* **THE DATA**

-- Opening Marker --

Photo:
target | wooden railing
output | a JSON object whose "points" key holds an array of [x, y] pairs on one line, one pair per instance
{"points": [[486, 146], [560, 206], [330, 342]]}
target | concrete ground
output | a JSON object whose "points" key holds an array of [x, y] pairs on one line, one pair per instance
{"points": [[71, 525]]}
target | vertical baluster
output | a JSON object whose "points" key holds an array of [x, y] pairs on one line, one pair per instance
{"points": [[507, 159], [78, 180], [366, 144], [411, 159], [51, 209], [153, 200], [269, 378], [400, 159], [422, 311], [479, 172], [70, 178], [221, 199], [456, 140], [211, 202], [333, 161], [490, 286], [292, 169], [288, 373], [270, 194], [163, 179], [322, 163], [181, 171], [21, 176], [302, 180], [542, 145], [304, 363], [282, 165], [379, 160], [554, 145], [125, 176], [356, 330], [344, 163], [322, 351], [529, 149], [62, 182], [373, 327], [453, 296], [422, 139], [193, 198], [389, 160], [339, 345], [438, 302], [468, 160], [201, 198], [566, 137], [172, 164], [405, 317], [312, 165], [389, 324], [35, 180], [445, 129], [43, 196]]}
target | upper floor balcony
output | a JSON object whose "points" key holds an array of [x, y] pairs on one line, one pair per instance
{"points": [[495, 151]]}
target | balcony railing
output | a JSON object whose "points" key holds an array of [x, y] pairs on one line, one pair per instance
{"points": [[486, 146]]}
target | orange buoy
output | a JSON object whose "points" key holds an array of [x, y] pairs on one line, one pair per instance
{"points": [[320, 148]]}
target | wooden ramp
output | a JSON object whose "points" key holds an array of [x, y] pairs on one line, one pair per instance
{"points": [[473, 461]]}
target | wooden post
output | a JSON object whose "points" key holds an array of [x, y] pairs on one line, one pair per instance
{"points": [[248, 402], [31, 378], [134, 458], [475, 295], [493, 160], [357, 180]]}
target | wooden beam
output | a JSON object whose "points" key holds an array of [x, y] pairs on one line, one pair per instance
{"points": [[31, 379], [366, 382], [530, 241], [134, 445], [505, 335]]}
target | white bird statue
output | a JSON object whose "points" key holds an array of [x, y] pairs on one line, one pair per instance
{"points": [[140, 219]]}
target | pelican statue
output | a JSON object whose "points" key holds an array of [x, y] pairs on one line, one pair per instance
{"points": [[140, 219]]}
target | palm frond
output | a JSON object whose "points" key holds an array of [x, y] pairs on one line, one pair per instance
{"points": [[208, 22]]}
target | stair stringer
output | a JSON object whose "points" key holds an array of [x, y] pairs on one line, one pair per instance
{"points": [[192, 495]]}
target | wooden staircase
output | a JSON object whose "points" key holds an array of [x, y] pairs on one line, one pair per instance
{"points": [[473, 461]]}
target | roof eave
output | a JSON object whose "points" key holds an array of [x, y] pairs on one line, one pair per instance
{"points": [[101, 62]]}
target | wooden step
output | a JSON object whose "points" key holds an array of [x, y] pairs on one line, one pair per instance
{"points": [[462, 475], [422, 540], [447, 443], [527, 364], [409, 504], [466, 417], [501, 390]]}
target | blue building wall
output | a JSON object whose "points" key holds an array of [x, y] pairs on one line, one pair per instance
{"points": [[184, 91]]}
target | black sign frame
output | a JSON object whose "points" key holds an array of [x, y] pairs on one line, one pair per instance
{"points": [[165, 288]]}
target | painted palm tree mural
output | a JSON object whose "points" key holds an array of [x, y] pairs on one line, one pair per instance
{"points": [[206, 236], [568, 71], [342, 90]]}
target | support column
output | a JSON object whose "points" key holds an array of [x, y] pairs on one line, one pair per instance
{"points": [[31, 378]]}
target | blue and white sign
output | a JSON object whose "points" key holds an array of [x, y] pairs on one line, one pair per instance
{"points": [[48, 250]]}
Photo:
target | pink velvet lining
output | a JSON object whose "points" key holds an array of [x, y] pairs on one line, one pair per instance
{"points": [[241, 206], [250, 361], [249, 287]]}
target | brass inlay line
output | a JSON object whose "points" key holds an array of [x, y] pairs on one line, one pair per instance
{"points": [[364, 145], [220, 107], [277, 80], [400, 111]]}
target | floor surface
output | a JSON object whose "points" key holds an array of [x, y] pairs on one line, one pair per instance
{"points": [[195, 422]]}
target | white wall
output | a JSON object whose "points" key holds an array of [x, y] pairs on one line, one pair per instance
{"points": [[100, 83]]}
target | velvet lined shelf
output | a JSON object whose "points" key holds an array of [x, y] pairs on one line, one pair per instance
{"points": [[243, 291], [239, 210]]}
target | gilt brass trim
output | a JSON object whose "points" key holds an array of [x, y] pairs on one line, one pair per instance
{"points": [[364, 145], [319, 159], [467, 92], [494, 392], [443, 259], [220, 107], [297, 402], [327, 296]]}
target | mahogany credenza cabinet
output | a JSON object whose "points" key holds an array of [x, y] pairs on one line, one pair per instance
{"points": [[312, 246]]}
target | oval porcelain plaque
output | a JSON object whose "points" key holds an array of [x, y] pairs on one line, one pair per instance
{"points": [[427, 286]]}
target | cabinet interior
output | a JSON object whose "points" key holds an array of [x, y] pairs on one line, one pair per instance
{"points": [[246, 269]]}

-- Closing Marker --

Set the lines down exactly as they stand, beginning at the one that contains "target | floor surface" and stopping after the last line of the entries above.

* **YOUR RESPONSE**
target | floor surface
output | a JSON object whose "points" key holds an array of [x, y] pairs on one line, one pair per instance
{"points": [[195, 422]]}
target | white wall
output | a JSON object whose "points" key holds an array of [x, y] pairs on one line, one pair per instance
{"points": [[100, 83]]}
target | velvet lined shelf
output | a JSON object whose "points" key holds an array of [x, y] pairs on one line, one pair per instance
{"points": [[243, 291], [239, 210]]}
target | gilt brass trim
output | a JSON object whose "points" key holds an array of [x, y] pairs on one line, one pair per instance
{"points": [[364, 145], [319, 159], [467, 92], [494, 392], [443, 259], [220, 107], [297, 402], [327, 296]]}
target | mahogany credenza cabinet
output | a JSON object whose "points" key holds an array of [x, y] pairs on one line, one pair per instance
{"points": [[312, 246]]}
target | oval porcelain plaque
output | a JSON object whose "points" key holds an array of [x, y] pairs on one line, one pair per instance
{"points": [[427, 286]]}
target | cabinet interior
output | a JSON object whose "points" key holds an array of [x, y] pairs on one line, one pair per instance
{"points": [[246, 269]]}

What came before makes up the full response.